READING TEXT:
=-=-=-=-=

Secondly, the major challenge for weak states lies in their domestic political volatility and the politicisation of key institutions and government sectors, coupled with widespread corruption and money laundering. Consequently, leaders of these states struggle to unify themselves, even on a single issue, in the best interests of their own states and citizens. This creates an opening for external powers to establish strong footholds in weak states through various means.
Lastly, the influence of hegemonic powers in the domestic politics of these states is a primary factor exacerbating the erosion of democratic principles. It is noteworthy that dominant powers support specific political parties to ascend to power, impeding the people’s ability to elect their government independently. Consequently, many prominent political parties primarily rely on foreign sources to gain and maintain power, prioritising their regime over the national interests and wielding significant domestic leverage. This has curtailed the domestic capacity of weak nations to wield influence in their foreign relations, thereby perpetuating their dependency on external sources.
Regional institutions in South Asia
In international relations, liberals argue that both domestic and international institutions play crucial roles in shaping the behaviour of states by constraining their options, altering their incentives, and providing platforms for diplomatic interactions. Governmental regulations hinder the efficacy of domestic institutions in South Asia, while regional institutions fall short of those in other regions like ASEAN and the EU. Despite its establishment in 1985 with the ambitious goal of fostering a robust and prosperous South Asia akin to the EU (Chakma, 2020), SAARC has failed to significantly impact international relations in the region (Sahasrabuddhe, 2024). While ASEAN member countries trade with one another at a rate exceeding 25 percent, SAARC members have a meagre trade volume of less than 5 percent (Nayak, 2024). As against this, intra-regional trade accounts for nearly 50 percent of the total trade in the East Asia and Pacific region and 22 percent of the total trade in the Sub-Saharan African region (The World Bank, 2024).
SAARC has been largely ineffective in mitigating tensions among nations, particularly between India and Pakistan, and mistrust and suspicion towards each other make South Asia one of the least economically integrated regions (Paul, 2020). Consequently, some countries have taken the initiative to form alternative multilateral associations with their regional allies (Nayak, 2024). While New Delhi has shown a preference for the Bay of Bengal Initiative for Multi-Sectoral Technical and Economic Cooperation (BIMSTEC) with Bangladesh, Bhutan, Myanmar, Nepal, Sri Lanka, and Thailand, Islamabad has opted to strengthen its economic ties with Beijing through the China Pakistan Economic Corridor (CPEC), a significant component of China’s Belt and Road Initiative (BRI). Additionally, Bangladesh, Bhutan, India, and Nepal (BBIN) have endeavoured to enhance road connectivity and facilitate electricity trade in recent years.

=-=-=-=-=

DATA EXCERPTS:
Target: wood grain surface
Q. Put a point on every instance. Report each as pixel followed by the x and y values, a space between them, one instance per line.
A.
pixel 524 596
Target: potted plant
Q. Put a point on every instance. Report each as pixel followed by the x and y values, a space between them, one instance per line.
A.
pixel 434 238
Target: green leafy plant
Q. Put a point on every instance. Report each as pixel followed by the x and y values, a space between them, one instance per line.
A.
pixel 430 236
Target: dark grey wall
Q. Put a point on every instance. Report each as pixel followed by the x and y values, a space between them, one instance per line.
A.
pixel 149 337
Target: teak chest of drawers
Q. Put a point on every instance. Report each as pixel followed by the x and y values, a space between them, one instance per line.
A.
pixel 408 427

=-=-=-=-=

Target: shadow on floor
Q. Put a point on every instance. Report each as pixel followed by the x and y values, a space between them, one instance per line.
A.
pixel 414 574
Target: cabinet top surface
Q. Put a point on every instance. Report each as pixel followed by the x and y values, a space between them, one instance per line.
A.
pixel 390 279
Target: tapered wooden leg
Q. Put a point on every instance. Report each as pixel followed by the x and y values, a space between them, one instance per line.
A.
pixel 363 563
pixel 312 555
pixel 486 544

=-=-=-=-=

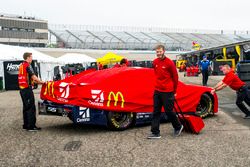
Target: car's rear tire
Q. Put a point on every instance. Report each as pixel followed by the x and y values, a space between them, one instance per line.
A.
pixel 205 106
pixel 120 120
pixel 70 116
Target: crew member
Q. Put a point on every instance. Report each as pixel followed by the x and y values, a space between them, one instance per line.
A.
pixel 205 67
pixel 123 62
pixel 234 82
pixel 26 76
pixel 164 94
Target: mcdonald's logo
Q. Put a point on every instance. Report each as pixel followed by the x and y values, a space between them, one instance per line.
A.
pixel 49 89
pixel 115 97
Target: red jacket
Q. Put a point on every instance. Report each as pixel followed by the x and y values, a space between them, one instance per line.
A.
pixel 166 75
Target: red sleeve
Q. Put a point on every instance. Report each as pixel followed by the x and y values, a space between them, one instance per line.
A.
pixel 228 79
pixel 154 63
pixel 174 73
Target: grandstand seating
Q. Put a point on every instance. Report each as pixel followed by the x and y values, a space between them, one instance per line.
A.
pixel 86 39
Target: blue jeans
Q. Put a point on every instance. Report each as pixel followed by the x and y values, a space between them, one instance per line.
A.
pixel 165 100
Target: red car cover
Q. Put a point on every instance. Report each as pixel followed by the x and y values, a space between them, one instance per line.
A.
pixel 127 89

=-=-=-=-=

CHALLENGE:
Retype the passage from the South Asia reading text between "Lastly, the influence" and "on external sources.", inclusive.

TASK RESPONSE:
Lastly, the influence of hegemonic powers in the domestic politics of these states is a primary factor exacerbating the erosion of democratic principles. It is noteworthy that dominant powers support specific political parties to ascend to power, impeding the people’s ability to elect their government independently. Consequently, many prominent political parties primarily rely on foreign sources to gain and maintain power, prioritising their regime over the national interests and wielding significant domestic leverage. This has curtailed the domestic capacity of weak nations to wield influence in their foreign relations, thereby perpetuating their dependency on external sources.